:: Text passage ::

A short animated sequence kicks The Last Worker into gear, reeling off the game’s backstory with breezy efficiency. It’s an apt start for this first-person satire set in a fully-automated dystopia, in that it underlines a very human aptitude for artistic communication. It’s surprising, then, that as The Last Worker continues its story, it takes less graceful turns, electing for verbosity over economy. For a game that takes critical aim at the future of work, frankly, it’s all a bit laboured.

So what does happen in that opening animation? First, we see everyman hero Kurt among thousands of recruits arriving at the gigantic distribution centre of megacorp Jüngle (like Amazon, get it?), to spend their working lives plucking products off shelves to order. Before long, though, any drop in output sees the employees themselves plucked off and given the boot, to be replaced by robots. As the numbers dwindle, top-performer Kurt remains steadfast, and even finds love among the boxes with a fellow product picker. But when she gets pregnant and quits, he stays behind, living full-time in the warehouse. Years pass. Jüngle smothers the entire retail market, and Kurt becomes, well, the last worker.

From there you assume control of Kurt’s monotonous existence and The Last Worker’s story leaps from its premise into a polemic on tech CEOs, ‘late stage’ capitalist waste, and the encroachment of automation on our ability to earn a living. Early on, it gets its points across succinctly enough, simply by asking you to do Kurt’s job, fulfilling orders within a towering library of consumer knick-knacks. To do so, you swoop and slide between enormous shelving units on a kind of hover buggy, armed with a Jüngle gun that can magnetically pull in boxes then ping them off at speed, preferably towards a delivery chute.

As one character points out, all you’re really doing here is playing fetch in a tedious routine. Yet because your efforts are evaluated and rated at the end of a shift, the task is oddly compelling. Reaching each parcel becomes a race against time. Launching them towards the chute from distance is a risk-reward challenge, since dropped boxes incur penalties. Plus, you have to check each box isn’t labelled incorrectly or damaged, and if so, take it to the recycling chute instead. There’s guilty pleasure in playing the diligent corporate drone, extracting satisfaction when you gain a coveted ‘J’ rank.

:::
:: Data supplied ::

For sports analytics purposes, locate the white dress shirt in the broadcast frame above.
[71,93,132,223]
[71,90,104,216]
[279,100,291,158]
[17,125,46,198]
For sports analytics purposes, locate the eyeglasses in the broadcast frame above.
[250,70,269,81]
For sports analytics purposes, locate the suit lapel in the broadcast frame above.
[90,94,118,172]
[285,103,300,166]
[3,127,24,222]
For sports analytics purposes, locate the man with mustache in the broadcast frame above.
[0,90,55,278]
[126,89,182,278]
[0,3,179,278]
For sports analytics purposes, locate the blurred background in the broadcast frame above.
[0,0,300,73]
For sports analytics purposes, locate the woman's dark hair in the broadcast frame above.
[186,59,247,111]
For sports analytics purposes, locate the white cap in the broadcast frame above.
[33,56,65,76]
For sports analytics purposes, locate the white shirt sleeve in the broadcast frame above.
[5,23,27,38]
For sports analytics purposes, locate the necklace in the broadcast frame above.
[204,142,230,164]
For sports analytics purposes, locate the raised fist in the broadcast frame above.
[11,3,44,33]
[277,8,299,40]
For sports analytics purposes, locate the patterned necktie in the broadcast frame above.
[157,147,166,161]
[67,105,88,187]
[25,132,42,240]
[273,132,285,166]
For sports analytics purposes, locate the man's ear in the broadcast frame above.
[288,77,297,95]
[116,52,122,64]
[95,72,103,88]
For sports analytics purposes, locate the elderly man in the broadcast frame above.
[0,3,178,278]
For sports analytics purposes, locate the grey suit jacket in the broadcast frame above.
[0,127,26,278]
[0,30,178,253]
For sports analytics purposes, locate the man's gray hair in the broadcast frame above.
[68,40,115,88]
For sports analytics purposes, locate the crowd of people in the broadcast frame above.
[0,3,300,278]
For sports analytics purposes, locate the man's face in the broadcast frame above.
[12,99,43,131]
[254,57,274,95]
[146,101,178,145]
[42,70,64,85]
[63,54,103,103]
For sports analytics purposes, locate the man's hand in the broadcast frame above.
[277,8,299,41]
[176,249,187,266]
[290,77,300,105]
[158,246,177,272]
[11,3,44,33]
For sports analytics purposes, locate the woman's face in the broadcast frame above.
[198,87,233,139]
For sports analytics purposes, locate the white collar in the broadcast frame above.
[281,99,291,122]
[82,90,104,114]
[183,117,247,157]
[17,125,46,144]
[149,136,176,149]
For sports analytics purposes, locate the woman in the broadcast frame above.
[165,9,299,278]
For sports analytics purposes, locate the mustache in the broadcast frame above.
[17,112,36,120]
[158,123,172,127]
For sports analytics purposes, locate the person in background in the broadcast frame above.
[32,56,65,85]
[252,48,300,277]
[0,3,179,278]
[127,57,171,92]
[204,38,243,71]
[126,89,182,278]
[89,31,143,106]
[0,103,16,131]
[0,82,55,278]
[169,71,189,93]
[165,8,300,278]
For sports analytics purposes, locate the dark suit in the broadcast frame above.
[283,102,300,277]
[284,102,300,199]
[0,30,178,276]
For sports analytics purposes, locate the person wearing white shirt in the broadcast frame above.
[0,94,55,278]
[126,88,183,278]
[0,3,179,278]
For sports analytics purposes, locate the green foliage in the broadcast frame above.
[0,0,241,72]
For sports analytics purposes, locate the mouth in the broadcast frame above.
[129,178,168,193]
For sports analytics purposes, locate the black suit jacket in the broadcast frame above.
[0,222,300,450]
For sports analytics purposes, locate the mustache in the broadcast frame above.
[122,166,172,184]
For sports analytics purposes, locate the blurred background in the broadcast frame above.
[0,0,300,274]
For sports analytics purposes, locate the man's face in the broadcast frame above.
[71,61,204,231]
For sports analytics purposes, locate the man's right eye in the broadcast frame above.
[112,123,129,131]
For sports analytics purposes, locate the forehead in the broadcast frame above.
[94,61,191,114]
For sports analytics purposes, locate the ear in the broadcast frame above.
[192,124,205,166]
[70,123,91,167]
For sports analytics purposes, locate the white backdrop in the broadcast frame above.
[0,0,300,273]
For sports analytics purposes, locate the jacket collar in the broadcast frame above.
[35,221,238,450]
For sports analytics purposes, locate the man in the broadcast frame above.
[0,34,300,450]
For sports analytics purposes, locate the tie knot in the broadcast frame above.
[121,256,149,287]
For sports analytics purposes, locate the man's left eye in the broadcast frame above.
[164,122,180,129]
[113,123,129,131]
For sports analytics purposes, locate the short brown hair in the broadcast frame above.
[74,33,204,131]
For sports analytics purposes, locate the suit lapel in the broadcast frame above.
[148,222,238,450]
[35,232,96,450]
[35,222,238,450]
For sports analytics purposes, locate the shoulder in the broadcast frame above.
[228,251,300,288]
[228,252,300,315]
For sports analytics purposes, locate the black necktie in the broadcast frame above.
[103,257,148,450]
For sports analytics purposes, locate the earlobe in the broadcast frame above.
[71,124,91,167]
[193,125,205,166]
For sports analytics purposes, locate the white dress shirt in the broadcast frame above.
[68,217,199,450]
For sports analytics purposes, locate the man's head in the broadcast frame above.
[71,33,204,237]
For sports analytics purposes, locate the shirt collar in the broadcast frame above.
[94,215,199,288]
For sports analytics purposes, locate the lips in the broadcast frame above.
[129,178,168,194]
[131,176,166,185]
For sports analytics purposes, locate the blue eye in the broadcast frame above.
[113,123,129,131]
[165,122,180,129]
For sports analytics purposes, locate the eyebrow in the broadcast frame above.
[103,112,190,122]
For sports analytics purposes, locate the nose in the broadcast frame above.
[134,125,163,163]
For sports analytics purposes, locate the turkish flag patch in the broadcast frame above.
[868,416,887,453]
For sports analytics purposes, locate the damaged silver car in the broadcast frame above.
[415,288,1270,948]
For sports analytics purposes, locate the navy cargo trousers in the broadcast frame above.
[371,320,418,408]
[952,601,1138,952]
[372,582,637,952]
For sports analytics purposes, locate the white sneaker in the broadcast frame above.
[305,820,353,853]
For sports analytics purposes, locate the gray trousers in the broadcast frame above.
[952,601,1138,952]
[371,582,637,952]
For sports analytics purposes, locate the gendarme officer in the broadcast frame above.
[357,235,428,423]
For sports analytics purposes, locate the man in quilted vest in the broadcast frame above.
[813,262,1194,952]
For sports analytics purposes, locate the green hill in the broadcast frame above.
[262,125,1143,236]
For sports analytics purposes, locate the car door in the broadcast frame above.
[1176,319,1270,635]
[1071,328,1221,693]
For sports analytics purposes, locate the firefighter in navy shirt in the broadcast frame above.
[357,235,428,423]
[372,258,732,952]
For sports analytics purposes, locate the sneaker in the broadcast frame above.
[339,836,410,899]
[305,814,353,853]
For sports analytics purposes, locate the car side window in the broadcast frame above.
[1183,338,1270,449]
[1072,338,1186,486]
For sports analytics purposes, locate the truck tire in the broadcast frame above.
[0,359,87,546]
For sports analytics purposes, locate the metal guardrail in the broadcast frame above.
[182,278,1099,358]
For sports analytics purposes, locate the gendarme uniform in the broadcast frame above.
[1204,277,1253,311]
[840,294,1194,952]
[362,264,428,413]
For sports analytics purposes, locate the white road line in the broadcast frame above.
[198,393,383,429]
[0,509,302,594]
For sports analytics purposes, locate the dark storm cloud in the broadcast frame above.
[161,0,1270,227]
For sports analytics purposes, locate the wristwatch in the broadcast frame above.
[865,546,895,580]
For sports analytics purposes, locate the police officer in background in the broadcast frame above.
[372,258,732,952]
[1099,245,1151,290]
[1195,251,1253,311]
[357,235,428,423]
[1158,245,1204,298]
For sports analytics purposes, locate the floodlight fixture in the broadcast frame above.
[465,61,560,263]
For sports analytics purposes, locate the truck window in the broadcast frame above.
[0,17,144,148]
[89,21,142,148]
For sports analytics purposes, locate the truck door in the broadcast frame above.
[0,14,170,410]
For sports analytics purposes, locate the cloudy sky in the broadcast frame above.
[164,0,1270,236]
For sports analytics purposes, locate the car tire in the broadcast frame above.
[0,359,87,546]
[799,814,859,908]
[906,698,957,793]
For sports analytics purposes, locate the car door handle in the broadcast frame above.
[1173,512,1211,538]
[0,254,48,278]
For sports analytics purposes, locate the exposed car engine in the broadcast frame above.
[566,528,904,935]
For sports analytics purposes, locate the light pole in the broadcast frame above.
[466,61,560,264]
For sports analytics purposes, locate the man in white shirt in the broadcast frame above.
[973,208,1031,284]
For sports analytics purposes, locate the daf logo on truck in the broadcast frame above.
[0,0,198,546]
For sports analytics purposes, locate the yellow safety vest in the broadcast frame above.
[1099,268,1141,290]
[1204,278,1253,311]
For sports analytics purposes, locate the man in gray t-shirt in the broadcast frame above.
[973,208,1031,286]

:::

# Study questions
[1] Using the review of The Last Worker, list the subjects of the polemic that the game's story leaps into.
[2] Answer these from the review of The Last Worker:
(a) Which megacorp runs the distribution centre where Kurt arrives?
(b) What can the Jüngle gun do with boxes?
(c) Where must a box go if it is labelled incorrectly or damaged?

# Answers by item
[1]
- Tech CEOs
- 'Late stage' capitalist waste
- The encroachment of automation on our ability to earn a living

[2]
(a) Jüngle
(b) It can magnetically pull in boxes and then ping them off at speed.
(c) The recycling chute